### [What to work on]
Write out exactly the lines from the one containing "Target: fur cuff" through the last line of the records below, and no others.

-----

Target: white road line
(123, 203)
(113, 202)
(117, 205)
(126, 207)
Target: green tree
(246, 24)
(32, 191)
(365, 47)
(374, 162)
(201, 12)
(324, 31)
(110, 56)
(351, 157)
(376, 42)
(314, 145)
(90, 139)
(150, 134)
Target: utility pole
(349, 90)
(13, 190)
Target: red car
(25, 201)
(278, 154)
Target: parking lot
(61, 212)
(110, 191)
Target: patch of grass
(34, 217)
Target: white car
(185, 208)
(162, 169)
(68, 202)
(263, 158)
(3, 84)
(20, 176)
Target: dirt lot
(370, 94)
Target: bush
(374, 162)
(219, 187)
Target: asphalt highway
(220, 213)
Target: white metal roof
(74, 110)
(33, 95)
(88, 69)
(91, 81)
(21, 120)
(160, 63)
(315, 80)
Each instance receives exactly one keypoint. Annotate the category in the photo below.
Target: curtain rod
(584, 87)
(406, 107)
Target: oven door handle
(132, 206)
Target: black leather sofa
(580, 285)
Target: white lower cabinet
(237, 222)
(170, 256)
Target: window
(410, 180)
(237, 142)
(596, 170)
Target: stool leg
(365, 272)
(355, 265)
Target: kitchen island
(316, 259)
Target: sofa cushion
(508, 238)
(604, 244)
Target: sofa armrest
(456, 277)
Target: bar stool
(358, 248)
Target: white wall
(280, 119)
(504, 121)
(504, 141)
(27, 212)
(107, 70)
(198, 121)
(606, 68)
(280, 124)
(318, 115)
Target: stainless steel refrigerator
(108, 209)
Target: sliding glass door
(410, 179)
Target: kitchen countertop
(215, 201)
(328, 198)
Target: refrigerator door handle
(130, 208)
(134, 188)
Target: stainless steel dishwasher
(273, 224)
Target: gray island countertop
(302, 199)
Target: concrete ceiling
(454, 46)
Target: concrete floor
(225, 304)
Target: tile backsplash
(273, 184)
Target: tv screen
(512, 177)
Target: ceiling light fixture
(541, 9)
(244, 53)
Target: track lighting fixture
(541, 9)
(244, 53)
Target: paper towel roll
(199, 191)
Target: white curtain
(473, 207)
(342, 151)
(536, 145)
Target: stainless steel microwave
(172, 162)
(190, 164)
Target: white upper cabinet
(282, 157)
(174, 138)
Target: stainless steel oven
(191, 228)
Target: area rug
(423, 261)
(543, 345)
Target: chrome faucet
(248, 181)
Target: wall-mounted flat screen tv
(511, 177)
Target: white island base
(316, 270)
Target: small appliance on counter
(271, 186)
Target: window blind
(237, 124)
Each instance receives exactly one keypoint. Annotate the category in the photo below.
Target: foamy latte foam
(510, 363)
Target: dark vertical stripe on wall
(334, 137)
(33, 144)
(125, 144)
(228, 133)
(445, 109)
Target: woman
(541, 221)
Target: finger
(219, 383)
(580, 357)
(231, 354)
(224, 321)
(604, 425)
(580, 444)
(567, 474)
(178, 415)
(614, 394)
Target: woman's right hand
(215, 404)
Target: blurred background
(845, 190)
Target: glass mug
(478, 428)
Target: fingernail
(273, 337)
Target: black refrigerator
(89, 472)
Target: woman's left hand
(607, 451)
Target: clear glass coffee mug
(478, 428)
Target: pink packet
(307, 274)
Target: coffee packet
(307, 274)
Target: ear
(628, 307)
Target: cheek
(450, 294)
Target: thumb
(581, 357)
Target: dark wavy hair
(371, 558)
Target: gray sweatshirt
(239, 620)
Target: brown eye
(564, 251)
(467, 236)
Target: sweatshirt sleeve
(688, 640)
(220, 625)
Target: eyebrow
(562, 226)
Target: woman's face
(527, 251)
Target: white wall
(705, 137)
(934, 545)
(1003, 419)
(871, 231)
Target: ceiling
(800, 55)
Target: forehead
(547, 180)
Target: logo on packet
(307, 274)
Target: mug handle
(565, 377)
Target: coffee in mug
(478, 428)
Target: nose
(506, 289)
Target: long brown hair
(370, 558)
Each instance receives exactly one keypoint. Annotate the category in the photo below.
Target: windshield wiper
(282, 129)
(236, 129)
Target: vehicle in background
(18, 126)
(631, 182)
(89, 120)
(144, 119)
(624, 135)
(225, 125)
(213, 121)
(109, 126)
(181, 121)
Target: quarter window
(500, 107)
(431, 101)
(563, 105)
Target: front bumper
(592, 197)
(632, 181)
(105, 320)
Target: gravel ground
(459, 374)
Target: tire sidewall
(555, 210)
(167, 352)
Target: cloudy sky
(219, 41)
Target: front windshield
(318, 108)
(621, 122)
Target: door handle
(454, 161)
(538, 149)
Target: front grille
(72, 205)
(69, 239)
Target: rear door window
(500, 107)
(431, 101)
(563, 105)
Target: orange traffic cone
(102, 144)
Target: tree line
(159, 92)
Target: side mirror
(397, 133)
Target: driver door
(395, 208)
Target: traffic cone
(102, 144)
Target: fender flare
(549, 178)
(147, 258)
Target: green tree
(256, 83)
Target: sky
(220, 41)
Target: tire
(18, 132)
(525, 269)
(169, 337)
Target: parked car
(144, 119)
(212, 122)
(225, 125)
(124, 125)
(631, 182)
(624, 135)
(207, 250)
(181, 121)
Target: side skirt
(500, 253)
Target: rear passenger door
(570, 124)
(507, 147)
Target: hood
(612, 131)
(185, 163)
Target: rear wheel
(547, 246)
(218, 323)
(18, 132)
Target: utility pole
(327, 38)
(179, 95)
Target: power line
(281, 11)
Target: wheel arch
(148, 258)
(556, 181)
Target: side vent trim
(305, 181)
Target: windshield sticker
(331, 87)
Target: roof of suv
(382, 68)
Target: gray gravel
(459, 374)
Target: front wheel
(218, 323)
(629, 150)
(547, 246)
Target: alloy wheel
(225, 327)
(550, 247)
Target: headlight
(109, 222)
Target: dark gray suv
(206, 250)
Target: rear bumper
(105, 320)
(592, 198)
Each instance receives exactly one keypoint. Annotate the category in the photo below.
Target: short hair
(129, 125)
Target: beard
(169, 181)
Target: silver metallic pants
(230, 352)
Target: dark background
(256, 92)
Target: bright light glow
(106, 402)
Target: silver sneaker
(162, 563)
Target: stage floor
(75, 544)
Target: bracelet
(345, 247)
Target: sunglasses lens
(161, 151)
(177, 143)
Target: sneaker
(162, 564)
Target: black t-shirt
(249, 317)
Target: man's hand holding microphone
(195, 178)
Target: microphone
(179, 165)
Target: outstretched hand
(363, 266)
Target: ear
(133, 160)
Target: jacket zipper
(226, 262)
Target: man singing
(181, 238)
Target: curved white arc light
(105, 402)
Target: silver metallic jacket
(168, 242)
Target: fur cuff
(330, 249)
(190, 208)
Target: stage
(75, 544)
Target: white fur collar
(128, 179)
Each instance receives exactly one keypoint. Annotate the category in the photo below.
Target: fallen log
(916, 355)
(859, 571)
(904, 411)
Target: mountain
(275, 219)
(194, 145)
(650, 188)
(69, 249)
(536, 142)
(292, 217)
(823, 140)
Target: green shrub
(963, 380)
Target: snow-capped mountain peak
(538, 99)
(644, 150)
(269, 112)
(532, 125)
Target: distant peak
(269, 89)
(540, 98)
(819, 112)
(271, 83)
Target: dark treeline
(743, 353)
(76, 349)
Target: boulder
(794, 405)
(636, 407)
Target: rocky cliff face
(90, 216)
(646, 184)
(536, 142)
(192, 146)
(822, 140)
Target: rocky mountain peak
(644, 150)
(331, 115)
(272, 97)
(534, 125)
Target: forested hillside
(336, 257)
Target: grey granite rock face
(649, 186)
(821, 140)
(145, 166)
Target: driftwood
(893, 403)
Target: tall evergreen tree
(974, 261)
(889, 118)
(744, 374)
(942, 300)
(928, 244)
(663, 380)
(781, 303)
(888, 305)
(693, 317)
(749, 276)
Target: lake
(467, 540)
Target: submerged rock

-----

### [Problem solution]
Target: fur cuff
(330, 249)
(190, 208)
Target: stage
(75, 544)
Target: white fur collar
(128, 179)
Each instance receives exactly one keypoint. Annotate the category in the photo below.
Target: fallen log
(916, 355)
(859, 571)
(904, 411)
Target: mountain
(275, 219)
(194, 145)
(650, 188)
(69, 249)
(536, 142)
(292, 217)
(823, 140)
Target: green shrub
(963, 380)
Target: snow-capped mountain peak
(538, 99)
(644, 150)
(269, 112)
(532, 125)
Target: distant peak
(269, 89)
(540, 98)
(819, 112)
(271, 83)
Target: dark treeline
(743, 353)
(76, 349)
Target: boulder
(794, 405)
(636, 407)
Target: rocky cliff face
(90, 216)
(646, 184)
(536, 142)
(192, 146)
(822, 140)
Target: rocky mountain peak
(644, 150)
(331, 115)
(272, 97)
(534, 125)
Target: forested hillside
(336, 257)
Target: grey granite rock face
(649, 186)
(821, 140)
(145, 166)
Target: driftwood
(893, 403)
Target: tall evergreen tree
(974, 261)
(889, 118)
(744, 374)
(942, 300)
(928, 244)
(663, 380)
(781, 303)
(888, 305)
(693, 317)
(749, 276)
Target: lake
(467, 540)
Target: submerged rock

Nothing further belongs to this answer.